THE EXERCISE:
Please swap "horse" for "pony" in the rows starting at the line that contains "the horse forelock" and ending at the line that contains "[0,61,516,346]". Give back only those rows, with nothing else changed.

>> Begin

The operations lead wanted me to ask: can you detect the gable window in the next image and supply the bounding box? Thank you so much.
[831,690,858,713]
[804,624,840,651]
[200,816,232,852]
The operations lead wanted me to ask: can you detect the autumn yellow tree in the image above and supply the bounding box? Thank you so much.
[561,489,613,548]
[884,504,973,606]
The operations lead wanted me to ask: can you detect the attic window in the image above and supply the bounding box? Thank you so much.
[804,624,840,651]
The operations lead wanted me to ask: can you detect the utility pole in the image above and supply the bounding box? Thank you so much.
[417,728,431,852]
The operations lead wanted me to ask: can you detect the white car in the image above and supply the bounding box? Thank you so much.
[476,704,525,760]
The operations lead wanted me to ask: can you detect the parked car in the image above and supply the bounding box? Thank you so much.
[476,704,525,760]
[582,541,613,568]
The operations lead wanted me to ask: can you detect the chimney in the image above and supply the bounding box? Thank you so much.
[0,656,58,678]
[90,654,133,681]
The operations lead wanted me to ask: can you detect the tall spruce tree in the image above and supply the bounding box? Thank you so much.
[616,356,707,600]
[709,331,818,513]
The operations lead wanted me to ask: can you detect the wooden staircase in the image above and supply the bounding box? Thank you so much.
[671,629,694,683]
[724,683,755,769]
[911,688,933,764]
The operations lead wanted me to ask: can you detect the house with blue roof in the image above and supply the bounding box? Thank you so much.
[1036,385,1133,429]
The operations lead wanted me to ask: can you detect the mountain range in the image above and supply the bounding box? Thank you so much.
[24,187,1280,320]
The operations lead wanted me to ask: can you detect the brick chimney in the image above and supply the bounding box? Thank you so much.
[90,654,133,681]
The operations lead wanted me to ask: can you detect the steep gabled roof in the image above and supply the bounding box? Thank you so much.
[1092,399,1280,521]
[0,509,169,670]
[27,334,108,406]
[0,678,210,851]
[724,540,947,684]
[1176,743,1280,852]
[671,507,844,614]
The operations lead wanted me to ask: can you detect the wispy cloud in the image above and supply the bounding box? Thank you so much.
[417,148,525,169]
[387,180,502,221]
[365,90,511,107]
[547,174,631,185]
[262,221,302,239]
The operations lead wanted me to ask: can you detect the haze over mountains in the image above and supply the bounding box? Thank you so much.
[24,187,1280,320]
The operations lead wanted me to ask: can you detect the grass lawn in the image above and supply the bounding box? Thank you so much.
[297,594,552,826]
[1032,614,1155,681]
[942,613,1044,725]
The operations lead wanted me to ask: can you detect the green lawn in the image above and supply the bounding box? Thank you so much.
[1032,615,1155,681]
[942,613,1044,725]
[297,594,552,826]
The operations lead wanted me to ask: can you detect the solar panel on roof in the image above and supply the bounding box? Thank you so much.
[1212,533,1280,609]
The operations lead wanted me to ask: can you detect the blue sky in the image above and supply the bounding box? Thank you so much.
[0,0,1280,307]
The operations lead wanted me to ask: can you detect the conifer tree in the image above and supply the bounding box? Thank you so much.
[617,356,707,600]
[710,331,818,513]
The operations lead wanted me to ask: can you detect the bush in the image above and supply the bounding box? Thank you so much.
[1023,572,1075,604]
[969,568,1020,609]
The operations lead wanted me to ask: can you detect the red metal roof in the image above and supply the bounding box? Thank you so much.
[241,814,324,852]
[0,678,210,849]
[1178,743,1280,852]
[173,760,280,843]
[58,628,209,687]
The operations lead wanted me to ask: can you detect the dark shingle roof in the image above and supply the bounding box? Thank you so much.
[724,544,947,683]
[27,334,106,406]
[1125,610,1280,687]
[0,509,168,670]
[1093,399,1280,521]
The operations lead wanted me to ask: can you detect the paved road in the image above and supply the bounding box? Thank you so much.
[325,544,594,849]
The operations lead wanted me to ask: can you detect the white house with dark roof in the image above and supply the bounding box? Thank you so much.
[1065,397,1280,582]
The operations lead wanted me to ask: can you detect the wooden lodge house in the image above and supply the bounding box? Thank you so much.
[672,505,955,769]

>> End
>> Begin

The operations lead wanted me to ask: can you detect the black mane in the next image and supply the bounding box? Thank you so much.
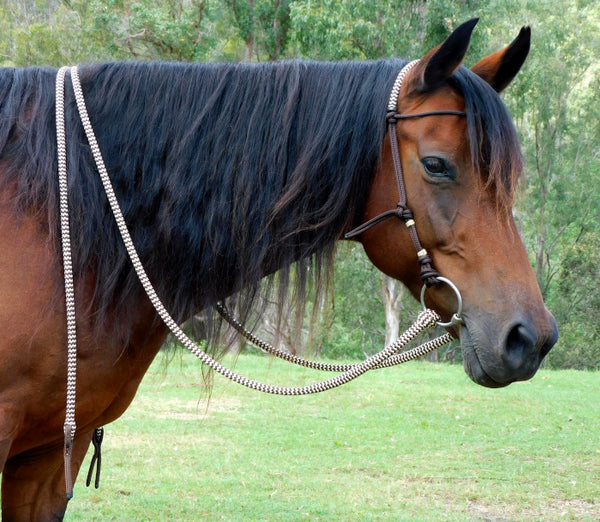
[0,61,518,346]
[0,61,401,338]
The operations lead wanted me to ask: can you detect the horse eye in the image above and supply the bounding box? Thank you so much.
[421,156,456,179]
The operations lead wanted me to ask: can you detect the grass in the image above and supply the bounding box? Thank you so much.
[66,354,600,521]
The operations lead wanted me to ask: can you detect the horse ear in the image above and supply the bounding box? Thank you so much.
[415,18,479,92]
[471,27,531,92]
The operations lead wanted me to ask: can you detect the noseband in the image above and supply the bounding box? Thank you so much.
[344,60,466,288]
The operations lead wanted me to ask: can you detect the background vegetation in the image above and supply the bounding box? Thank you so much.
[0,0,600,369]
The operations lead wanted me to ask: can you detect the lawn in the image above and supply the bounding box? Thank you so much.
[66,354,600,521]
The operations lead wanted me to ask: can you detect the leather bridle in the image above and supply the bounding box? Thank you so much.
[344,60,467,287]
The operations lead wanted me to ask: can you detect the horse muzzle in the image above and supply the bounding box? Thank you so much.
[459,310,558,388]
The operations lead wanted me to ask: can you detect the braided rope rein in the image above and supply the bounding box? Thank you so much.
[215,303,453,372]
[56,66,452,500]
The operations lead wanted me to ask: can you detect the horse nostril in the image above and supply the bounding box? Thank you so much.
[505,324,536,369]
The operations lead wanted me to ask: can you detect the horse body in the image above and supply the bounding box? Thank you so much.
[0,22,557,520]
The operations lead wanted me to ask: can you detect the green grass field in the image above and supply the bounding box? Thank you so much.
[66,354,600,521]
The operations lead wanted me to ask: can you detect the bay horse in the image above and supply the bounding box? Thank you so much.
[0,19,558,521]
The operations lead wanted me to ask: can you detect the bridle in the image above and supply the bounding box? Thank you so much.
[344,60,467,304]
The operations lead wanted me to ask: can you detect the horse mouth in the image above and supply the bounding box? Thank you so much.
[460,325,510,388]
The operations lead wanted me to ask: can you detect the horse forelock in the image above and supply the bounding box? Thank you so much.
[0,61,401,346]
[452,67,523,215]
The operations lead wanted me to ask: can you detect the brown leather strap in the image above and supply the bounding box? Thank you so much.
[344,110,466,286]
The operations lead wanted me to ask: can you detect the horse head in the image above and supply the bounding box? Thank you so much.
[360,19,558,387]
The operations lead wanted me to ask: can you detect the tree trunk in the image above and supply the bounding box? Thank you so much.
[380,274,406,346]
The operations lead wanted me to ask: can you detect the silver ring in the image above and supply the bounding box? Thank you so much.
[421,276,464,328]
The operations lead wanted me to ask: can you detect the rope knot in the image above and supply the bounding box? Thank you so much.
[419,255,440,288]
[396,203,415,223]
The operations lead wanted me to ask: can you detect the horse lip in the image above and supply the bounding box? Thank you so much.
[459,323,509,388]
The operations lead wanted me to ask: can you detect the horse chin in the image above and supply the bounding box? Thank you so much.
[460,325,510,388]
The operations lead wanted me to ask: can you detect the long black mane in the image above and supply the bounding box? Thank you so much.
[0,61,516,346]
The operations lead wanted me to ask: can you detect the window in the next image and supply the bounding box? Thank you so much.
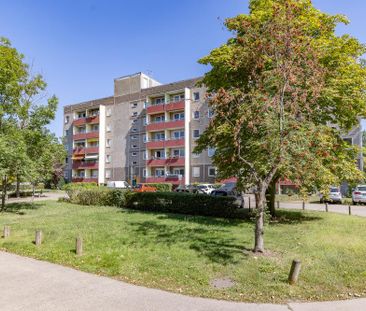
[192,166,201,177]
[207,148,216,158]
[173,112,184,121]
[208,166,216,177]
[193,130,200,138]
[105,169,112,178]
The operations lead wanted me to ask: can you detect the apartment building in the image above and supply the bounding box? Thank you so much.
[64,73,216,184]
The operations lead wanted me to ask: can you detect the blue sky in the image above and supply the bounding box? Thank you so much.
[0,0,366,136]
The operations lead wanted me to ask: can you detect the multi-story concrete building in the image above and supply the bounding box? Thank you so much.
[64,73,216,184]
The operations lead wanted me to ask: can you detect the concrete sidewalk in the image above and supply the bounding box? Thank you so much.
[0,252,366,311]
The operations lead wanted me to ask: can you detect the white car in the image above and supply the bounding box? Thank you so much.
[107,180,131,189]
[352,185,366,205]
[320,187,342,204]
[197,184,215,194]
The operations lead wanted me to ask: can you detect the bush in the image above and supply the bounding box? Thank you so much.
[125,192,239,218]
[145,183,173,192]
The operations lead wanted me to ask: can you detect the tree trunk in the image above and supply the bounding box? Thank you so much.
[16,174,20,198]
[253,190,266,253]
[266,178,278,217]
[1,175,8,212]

>> End
>> Begin

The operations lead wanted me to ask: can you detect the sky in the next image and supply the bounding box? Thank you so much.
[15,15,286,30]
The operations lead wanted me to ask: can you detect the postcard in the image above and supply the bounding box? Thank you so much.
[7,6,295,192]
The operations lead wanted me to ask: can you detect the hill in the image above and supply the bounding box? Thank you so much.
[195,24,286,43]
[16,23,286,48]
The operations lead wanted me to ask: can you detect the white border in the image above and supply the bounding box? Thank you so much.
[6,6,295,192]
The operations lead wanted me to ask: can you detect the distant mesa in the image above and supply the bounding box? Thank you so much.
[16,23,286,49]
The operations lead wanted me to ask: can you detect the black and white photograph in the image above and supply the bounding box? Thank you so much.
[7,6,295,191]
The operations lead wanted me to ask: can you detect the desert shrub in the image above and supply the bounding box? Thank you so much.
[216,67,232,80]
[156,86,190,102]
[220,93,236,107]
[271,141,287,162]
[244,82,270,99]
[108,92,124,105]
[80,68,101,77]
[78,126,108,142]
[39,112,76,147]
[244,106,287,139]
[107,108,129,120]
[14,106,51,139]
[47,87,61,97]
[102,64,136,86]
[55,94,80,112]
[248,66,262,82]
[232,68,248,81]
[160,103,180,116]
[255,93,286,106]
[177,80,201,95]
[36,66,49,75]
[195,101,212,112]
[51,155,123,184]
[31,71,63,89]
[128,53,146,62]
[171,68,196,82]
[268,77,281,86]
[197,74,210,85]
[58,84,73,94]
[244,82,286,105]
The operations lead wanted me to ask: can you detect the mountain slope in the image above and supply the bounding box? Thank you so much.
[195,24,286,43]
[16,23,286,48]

>> End

RESPONSE TO THE EXERCISE:
The operations lead wanted me to ask: can you detect the pony forelock in the image above and supply the bounding box? Thank you so much.
[0,61,401,346]
[452,67,523,215]
The operations lead wanted me to ask: can you detect the brown leather strap in the image above and supply the bounding box? Thank you so much.
[344,110,466,286]
The operations lead wanted me to ask: can you detect the pony head in the image above and supply the bounding box? Thank you so much.
[360,19,558,387]
The operations lead wanted me to ask: can you detect the tree trunk in the image above and supply the bounding box? Thank you so much.
[380,274,406,346]
The operations lead wanted me to ask: can you detect the silver ring in the image above and supply the bounding box? Thank you so much.
[421,276,464,328]
The operations lead wanted me to ask: can you detect the rope knot in the image above and supply the bounding box? Thank you so much.
[419,255,440,288]
[396,203,415,223]
The operations lead wanted me to ask: can you detect the pony lip in the image above and supply the bounding box? Thank you so much.
[459,323,509,388]
The operations lead wanted me to ask: can you detect the pony chin in the image above and supply the bounding box? Thank you so much.
[460,325,510,388]
The operations lead wanted me to ask: can you detect the long black mane in the image above and supply the bounding box? Thank you so much.
[0,61,516,346]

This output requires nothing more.